Directions for this task: Copy the material from the line with "outline grass" to the line with "[[[43,34],[60,34],[60,8],[51,4],[39,4],[50,13]]]", both lines included, and nothing beyond them. Multiply every coordinate in the answers by 0.45 and round each to a whole number, with halves rounding up; keep all other text and numbers in those lines as they are.

Dataset rows:

━━━━━━━━━━━━━━━━━━━━

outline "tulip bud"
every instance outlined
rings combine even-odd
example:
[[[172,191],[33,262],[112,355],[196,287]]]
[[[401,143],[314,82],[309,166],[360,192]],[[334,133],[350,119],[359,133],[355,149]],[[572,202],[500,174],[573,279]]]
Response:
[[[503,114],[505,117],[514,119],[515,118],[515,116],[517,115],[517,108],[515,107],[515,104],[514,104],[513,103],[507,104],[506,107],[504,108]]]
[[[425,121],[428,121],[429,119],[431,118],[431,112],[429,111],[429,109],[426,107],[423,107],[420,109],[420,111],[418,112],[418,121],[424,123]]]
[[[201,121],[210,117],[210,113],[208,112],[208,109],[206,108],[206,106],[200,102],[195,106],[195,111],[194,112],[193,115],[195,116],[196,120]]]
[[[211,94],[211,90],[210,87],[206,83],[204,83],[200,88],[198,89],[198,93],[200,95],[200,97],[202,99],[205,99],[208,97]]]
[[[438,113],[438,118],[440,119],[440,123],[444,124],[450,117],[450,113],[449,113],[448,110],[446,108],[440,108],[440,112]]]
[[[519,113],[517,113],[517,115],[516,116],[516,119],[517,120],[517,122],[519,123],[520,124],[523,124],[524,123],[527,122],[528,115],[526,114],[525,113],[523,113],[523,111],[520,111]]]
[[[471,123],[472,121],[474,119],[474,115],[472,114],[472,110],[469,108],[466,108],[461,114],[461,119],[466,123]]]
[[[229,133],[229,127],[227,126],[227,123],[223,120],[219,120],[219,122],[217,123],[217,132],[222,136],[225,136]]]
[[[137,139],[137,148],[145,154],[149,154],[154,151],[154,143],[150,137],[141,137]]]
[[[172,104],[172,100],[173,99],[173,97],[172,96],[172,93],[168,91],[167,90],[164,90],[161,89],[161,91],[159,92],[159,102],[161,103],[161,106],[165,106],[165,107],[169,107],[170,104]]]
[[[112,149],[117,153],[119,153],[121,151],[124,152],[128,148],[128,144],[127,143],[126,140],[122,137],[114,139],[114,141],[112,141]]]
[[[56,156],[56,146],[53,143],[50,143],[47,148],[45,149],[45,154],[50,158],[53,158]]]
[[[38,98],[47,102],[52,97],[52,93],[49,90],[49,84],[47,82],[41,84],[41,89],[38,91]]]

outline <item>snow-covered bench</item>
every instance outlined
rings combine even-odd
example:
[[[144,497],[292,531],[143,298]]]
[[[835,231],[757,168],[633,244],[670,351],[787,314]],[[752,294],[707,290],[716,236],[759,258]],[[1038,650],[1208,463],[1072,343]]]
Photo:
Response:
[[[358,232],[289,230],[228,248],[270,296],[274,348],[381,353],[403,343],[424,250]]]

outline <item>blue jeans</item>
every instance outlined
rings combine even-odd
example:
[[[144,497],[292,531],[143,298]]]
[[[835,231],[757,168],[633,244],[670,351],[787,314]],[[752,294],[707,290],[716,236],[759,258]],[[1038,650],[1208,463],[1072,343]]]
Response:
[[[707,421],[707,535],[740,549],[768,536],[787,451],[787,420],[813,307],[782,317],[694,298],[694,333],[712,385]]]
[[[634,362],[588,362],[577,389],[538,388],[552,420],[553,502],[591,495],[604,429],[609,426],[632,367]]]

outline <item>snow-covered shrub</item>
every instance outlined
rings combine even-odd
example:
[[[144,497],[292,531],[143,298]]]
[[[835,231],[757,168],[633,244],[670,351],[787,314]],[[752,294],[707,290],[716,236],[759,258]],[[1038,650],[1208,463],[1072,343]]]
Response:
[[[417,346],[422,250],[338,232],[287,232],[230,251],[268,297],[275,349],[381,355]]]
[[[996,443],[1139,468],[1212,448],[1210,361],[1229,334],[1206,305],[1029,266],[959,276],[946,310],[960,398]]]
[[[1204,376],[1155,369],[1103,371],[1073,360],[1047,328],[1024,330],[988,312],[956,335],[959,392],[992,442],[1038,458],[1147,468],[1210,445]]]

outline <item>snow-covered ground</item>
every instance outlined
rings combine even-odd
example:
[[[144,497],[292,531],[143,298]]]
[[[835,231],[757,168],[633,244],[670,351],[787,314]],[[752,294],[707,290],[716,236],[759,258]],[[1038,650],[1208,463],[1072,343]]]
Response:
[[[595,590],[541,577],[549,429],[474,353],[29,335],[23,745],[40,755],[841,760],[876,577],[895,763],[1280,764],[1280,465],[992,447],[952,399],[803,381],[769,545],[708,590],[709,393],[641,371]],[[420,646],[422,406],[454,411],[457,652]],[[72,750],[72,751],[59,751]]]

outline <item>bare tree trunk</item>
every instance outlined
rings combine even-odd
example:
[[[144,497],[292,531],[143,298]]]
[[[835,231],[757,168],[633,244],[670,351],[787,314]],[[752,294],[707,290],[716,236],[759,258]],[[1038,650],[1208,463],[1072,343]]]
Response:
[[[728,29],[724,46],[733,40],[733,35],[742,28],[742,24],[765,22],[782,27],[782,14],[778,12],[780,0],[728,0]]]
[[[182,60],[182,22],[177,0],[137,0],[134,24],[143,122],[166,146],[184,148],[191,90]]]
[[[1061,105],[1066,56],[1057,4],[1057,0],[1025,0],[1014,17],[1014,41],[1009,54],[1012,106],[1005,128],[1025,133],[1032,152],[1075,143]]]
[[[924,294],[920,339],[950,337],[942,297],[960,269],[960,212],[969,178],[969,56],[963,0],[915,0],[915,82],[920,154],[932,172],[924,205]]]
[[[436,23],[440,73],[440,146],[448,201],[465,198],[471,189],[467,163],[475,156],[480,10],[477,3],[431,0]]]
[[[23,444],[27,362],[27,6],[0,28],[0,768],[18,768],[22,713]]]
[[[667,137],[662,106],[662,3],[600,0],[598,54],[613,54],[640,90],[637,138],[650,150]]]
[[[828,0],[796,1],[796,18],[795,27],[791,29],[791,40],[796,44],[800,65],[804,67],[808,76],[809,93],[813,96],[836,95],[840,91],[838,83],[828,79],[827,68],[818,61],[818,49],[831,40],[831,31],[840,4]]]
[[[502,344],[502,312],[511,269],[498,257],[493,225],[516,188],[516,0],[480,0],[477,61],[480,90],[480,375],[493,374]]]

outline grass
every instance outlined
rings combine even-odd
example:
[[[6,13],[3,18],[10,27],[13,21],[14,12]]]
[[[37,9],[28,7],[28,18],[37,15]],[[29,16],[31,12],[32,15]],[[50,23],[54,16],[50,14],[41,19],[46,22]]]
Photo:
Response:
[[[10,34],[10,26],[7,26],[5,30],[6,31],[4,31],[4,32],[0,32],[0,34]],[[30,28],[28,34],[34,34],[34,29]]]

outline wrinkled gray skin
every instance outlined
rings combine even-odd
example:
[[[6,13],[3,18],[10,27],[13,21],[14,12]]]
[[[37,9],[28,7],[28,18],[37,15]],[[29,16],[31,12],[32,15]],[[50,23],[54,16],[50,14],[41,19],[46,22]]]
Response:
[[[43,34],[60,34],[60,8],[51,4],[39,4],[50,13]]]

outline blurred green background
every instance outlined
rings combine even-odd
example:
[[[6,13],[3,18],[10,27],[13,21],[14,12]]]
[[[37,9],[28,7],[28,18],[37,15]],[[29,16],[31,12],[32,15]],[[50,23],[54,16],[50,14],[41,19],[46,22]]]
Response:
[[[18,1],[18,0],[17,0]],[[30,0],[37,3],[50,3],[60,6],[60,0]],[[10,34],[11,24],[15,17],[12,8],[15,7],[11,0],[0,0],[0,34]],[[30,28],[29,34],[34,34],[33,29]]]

━━━━━━━━━━━━━━━━━━━━

Finished answer:
outline grass
every instance outlined
rings combine even-odd
example:
[[[6,13],[3,18],[10,27],[13,21],[14,12]]]
[[[37,9],[28,7],[28,18],[37,15]],[[29,16],[31,12],[32,15]],[[50,23],[54,16],[50,14],[41,19],[46,22]]]
Photo:
Response:
[[[5,15],[5,12],[3,12],[2,14],[3,14],[2,14],[2,14],[0,14],[0,15]],[[14,13],[13,15],[15,15],[15,13]]]

outline wrinkled gray skin
every instance outlined
rings combine even-odd
example:
[[[6,13],[3,18],[10,27],[13,21],[14,12]]]
[[[37,9],[28,7],[28,18],[37,15]],[[29,16],[31,12],[32,15]],[[50,23],[54,16],[50,14],[41,19],[46,22]]]
Response:
[[[19,15],[27,15],[27,4],[23,2],[18,2],[23,6]]]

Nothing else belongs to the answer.